» **Goal of the exercise**
Rename "tag" to "mark" in the rows from the line containing "Camera-trap review: tag the mesh" through the end of the rows, and give those lines again with everything else left unchanged.

[Excerpts of pointing data]
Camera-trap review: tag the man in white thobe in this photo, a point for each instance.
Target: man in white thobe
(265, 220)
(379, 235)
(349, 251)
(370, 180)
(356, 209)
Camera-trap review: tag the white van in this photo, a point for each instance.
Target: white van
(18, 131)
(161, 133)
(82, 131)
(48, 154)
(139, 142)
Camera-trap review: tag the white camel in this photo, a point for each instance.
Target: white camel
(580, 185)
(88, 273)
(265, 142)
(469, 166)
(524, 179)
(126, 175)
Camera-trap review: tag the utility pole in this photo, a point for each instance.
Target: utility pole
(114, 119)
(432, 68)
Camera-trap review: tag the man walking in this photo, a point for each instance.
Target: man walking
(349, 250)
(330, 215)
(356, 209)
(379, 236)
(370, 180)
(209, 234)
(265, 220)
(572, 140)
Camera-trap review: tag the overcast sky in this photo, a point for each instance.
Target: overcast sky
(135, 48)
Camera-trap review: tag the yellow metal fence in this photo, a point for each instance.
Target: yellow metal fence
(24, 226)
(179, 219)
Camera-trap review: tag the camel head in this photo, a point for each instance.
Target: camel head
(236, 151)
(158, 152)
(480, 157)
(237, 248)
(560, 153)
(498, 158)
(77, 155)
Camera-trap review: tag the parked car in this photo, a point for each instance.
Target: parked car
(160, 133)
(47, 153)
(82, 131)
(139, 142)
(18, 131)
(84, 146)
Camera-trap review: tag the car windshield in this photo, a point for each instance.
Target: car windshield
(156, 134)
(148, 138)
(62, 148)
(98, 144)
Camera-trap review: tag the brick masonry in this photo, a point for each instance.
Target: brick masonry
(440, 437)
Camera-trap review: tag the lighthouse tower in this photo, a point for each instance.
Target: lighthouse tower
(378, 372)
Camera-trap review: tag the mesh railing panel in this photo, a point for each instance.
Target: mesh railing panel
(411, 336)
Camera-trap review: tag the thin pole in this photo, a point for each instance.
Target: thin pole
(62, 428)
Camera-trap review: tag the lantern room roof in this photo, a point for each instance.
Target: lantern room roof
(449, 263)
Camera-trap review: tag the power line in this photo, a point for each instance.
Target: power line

» **Solution to this task**
Camera-trap review: mark the mesh railing panel in this photo, a point for each instance.
Target: mesh railing panel
(411, 336)
Camera-trap review: mark the thin pole in this photo, a point for each instance.
Target: thin pole
(62, 428)
Camera-trap review: mark the lantern room roof in this photo, a point for each instance.
Target: lantern room roof
(449, 263)
Camera-trap review: mark the power line in this photo, a point for each instance.
Target: power line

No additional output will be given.